▶ Text passage:
I suggest to you that being a betrayed spouse is a hypothetical to you. As such, even if you've thought a fair bit about it, you don't know what you would do. You don't know how it feels. You haven't the faintest clue how far reaching and damaging the effects are.

I think you are dead wrong in your comparison. If you get punched, it might hurt for a few minutes, but you still hold the same world view. You know what's true still, what you can trust. You don't go back and re examine everything, wondering what was true and what wasn't. It doesn't colour very perception and experience moving on. I'd take some physical violence any day, and I would leave too.


----------



## Headspin (May 13, 2012)

Its obvious isn't it 

You leave clearly

A few months 'in' to when my stbxw and I fell in love 17 years ago (separated April 2012)

We "agreed" 

"should one of us irreparably fall out of love with the other or want to be with somebody else - *then we finish FINISH*. No cheating on the other and tearing them to pieces especially should kids be involved. We finish and although that will obviously hurt it's not even an argument as to what is the best thing to do " ?? 

"Agreed" ?

"Of course, I could never hurt you in that way and I would hope you me either"


...............mmm :scratchhead::sleeping:



:rofl:


----------



## richardsharpe (Jul 8, 2014)

Good afternoon Trickster
No, I'm just (apparently) very unusual in that fidelity isn't all that important to me. Its not that I don't care, its that I don't care all that much. 


I can see from this discussion that I'm in the extreme minority. 




Trickster said:


> richardsharp-
> 
> If you though you wife had an AP, would you want to know the truth or are you the " blue pill" kind of man?


----------



## PhillyGuy13 (Nov 29, 2013)

richardsharpe said:


> Good afternoon Trickster
> No, I'm just (apparently) very unusual in that fidelity isn't all that important to me. Its not that I don't care, its that I don't care all that much.
> 
> 
> I can see from this discussion that I'm in the extreme minority.


Good morning Richardsharpe,

I find it a bit odd that you don't care all that much about fidelity, but yet you have started a thread in the infidelity section and have commented many times on other threads within the Coping with Infidelty section.

You must be very dedicated to topics you are actually passionate about.

I wish you and your spouse continued success in your marriage.


----------



## Gabriel (May 10, 2011)

I wish I read this debate in the early stages after our DDay.

My wife actually asked me this very question in the aftermath of her EA. She said, "what would you rather I had done"? Now, this is qualified by the fact that she was very communicative with me BEFORE she cheated - she gave me lots of chances to step up my game with her before she chose to cheat. Like, for years.

At that time, I really had no answer. She then followed up with, "Would you rather I just divorced you?" And let me tell you, when you really want to reconcile it is VERY difficult to answer yes to this question, especially mere weeks after DDay when your wife is still torn.

Years later, yes, I did say that telling me she wants a divorce, or taking the beginning steps would have been preferable, and a better way to administer a final wake up call. It would have been the more "correct" thing to do. Cheating is never justified.

▶ Given records:
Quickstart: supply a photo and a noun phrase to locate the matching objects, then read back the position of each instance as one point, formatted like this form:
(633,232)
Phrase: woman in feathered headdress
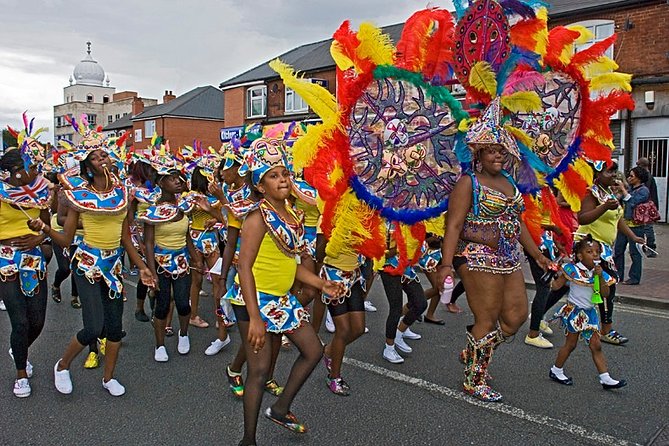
(99,198)
(483,244)
(24,195)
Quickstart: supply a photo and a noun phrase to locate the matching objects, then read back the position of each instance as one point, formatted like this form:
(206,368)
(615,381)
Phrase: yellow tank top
(172,235)
(14,223)
(199,218)
(102,231)
(605,228)
(273,271)
(311,212)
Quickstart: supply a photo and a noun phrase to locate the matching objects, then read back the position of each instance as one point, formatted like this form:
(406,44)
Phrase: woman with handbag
(633,200)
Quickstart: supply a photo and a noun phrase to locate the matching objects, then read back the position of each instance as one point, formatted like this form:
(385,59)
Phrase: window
(256,101)
(294,103)
(149,129)
(656,152)
(601,29)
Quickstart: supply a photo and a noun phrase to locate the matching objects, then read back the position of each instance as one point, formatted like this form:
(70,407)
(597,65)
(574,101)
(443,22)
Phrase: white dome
(88,71)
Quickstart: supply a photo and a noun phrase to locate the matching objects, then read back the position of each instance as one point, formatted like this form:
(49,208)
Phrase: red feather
(593,52)
(440,47)
(558,38)
(411,48)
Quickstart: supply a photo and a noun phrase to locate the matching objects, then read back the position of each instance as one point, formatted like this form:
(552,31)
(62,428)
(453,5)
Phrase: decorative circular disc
(482,34)
(555,128)
(401,145)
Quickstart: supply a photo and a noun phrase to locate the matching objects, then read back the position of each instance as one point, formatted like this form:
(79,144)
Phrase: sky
(150,46)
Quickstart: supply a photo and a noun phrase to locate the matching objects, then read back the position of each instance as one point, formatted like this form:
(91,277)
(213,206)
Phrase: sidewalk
(654,288)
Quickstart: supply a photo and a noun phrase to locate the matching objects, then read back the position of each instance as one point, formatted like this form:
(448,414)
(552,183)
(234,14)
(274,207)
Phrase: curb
(629,299)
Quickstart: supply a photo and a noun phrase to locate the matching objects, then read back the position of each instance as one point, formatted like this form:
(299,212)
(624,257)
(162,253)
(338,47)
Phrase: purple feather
(517,7)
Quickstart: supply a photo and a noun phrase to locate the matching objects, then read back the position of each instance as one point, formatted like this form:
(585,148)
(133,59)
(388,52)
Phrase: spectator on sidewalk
(652,188)
(637,194)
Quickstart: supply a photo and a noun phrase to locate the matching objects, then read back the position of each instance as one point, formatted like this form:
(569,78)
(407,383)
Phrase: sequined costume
(490,236)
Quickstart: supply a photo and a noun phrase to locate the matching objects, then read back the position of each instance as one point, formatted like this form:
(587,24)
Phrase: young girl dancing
(588,284)
(261,300)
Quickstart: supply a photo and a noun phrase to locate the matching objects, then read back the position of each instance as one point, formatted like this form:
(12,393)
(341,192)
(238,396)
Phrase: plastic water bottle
(446,293)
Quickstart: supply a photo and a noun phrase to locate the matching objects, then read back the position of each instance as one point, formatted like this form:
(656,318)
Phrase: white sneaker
(62,380)
(329,323)
(401,345)
(408,334)
(539,341)
(183,347)
(22,388)
(391,355)
(545,328)
(160,355)
(29,366)
(216,346)
(114,387)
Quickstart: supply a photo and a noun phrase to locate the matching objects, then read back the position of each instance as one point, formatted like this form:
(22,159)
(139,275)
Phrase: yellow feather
(520,135)
(319,98)
(541,37)
(611,81)
(375,45)
(569,196)
(482,78)
(584,170)
(522,102)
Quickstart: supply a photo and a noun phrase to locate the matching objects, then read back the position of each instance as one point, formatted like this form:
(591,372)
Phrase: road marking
(516,412)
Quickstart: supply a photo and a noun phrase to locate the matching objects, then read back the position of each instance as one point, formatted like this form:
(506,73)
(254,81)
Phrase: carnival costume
(579,314)
(276,263)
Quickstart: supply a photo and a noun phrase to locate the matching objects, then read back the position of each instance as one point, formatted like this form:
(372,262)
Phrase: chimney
(168,96)
(137,106)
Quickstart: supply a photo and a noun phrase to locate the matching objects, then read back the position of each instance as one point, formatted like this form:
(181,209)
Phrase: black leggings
(63,270)
(179,288)
(100,312)
(393,287)
(26,314)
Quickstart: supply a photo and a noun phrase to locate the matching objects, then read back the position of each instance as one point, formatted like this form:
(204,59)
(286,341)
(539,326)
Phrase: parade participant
(588,283)
(143,193)
(169,251)
(637,195)
(99,198)
(395,281)
(347,311)
(602,216)
(263,305)
(482,243)
(24,195)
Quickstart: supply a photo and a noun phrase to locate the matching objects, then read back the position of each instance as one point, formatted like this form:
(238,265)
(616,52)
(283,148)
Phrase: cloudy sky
(150,46)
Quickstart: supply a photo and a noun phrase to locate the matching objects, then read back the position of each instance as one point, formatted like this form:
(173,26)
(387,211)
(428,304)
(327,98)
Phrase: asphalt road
(187,401)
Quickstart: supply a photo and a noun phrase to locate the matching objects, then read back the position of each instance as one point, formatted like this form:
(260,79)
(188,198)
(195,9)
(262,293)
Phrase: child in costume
(588,284)
(169,252)
(264,308)
(24,195)
(100,199)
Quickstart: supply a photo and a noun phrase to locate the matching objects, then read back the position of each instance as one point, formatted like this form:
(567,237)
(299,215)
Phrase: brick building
(197,114)
(642,49)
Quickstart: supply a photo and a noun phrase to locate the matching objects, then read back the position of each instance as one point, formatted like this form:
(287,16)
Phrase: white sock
(605,378)
(559,372)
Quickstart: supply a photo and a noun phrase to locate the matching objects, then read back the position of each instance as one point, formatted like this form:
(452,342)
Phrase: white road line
(516,412)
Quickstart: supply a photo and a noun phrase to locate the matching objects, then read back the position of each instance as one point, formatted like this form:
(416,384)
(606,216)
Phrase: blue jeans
(634,275)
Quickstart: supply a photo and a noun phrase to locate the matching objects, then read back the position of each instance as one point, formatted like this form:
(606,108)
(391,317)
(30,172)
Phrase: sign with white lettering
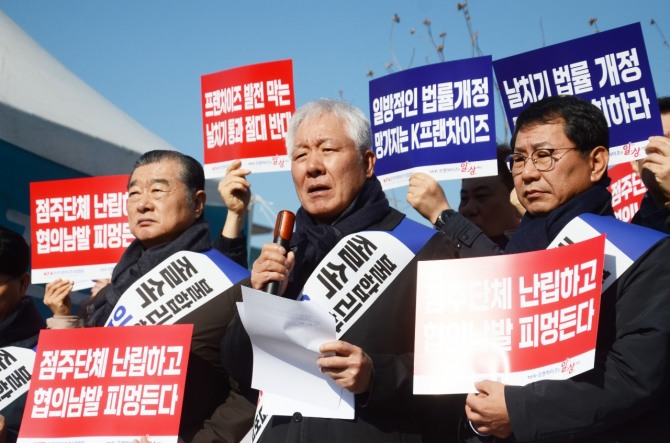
(107,384)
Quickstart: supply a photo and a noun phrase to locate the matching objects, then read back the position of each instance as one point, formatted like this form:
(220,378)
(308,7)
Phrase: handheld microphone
(282,237)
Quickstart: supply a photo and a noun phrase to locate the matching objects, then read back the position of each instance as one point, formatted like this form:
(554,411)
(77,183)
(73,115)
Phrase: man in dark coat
(342,207)
(559,164)
(20,320)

▶ Exercise:
In the forum thread, in what month and year does Headspin say the separation took place?

▶ Exercise answer:
April 2012